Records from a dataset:
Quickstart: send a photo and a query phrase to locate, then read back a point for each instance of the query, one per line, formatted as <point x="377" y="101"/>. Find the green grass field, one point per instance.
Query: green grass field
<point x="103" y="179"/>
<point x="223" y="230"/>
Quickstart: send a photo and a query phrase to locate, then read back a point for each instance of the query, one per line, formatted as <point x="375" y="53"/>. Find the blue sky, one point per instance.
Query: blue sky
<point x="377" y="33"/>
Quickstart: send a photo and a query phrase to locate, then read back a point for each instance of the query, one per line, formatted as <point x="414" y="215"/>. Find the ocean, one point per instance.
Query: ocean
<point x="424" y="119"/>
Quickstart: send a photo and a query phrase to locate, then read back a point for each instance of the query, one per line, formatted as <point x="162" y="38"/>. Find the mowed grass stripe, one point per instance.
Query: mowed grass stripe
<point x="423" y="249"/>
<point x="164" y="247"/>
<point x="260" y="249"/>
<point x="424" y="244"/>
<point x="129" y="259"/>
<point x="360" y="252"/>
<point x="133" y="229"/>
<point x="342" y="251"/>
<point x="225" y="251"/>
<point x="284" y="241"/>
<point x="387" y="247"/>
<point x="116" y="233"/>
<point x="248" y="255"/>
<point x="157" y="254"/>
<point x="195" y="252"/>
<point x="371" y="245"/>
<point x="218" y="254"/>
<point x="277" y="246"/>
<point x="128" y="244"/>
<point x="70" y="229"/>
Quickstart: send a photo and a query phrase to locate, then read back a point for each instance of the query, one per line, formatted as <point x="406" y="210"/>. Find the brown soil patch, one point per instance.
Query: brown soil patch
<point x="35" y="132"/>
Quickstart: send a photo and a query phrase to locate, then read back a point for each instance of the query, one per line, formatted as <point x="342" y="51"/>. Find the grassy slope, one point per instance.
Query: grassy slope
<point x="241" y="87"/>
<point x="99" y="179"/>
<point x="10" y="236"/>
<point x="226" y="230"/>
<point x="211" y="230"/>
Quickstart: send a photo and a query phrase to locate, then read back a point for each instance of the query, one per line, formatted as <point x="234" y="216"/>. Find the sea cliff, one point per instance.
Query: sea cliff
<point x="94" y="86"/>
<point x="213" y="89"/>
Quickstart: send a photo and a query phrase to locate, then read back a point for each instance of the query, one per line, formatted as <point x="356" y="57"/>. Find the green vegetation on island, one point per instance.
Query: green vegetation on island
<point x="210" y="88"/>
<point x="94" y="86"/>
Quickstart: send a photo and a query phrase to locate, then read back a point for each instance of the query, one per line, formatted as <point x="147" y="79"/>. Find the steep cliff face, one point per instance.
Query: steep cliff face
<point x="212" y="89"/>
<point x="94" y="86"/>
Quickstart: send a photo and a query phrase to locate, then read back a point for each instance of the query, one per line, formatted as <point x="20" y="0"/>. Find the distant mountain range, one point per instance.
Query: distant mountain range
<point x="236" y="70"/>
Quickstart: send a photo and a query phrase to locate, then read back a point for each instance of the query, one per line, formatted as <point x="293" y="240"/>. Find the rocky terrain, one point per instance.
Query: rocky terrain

= SHORT EXERCISE =
Please rewrite the rows above, swapping every "query phrase" for "search phrase" and leaving everything else unchanged.

= RESULT OF THE TASK =
Quickstart: send a photo and a search phrase to locate, then read back a point for each instance of the query, one per line, formatted as <point x="377" y="101"/>. Find the green grass field, one point per instance.
Query: green grass field
<point x="103" y="179"/>
<point x="223" y="230"/>
Quickstart: send a photo and a search phrase to locate, then read back a point for each instance of the query, one per line, formatted as <point x="375" y="53"/>. Find the blue sky, one point per instance.
Query: blue sky
<point x="377" y="33"/>
Quickstart: send a photo and a search phrase to locate, then read back a point for each instance of the query, one per line, formatted as <point x="414" y="215"/>. Find the ocean, one point per instance.
Query: ocean
<point x="424" y="119"/>
Quickstart: send a photo and a search phrase to locate, then read back a point for each instance of the query, one per line, formatted as <point x="162" y="38"/>. Find the mowed grass stripe, one point per instance.
Query: mowed grass stripe
<point x="423" y="249"/>
<point x="164" y="247"/>
<point x="260" y="249"/>
<point x="424" y="244"/>
<point x="129" y="259"/>
<point x="360" y="252"/>
<point x="133" y="229"/>
<point x="342" y="251"/>
<point x="225" y="251"/>
<point x="284" y="241"/>
<point x="387" y="247"/>
<point x="116" y="233"/>
<point x="248" y="255"/>
<point x="157" y="254"/>
<point x="195" y="252"/>
<point x="371" y="245"/>
<point x="218" y="254"/>
<point x="277" y="246"/>
<point x="128" y="244"/>
<point x="70" y="229"/>
Quickstart: send a photo and a search phrase to locate, then read back a point for each instance of the query, one per line, formatted as <point x="406" y="210"/>. Find the brown soil patch, one point per instance.
Query: brown soil patch
<point x="35" y="132"/>
Quickstart: send a photo and a search phrase to locate, then read back a point for each instance of the query, one per line, formatted as <point x="342" y="51"/>. Find the grassy slope, one point per instance.
Query: grassy slope
<point x="241" y="87"/>
<point x="99" y="179"/>
<point x="10" y="236"/>
<point x="226" y="230"/>
<point x="211" y="230"/>
Quickstart: send a photo and a search phrase to locate, then read back a point for each instance of the query, one per line, formatted as <point x="234" y="216"/>. Find the sea cliff, one point per instance.
Query: sea cliff
<point x="94" y="86"/>
<point x="213" y="89"/>
Quickstart: send a photo and a search phrase to locate, then read back a point for each instance of the query, one per line, formatted as <point x="356" y="57"/>. Find the green vegetation on island, one point per instance.
Query: green vegetation on island
<point x="210" y="88"/>
<point x="94" y="86"/>
Quickstart: send a photo and a search phrase to locate, then read back a point for each instance of the query, one per line, formatted as <point x="147" y="79"/>. Find the steep cliff face, one point per instance.
Query: steep cliff face
<point x="212" y="89"/>
<point x="94" y="86"/>
Quickstart: send a photo and a search phrase to locate, then read back a point for each instance of the query, one per line, formatted as <point x="20" y="0"/>. Find the distant mountain range, one point per instance.
Query: distant mountain range
<point x="236" y="70"/>
Quickstart: send a photo and a search phrase to locate, then read back a point for each instance of the query, one per line, formatted as <point x="293" y="240"/>. Find the rocky terrain, one point per instance.
Query: rocky terrain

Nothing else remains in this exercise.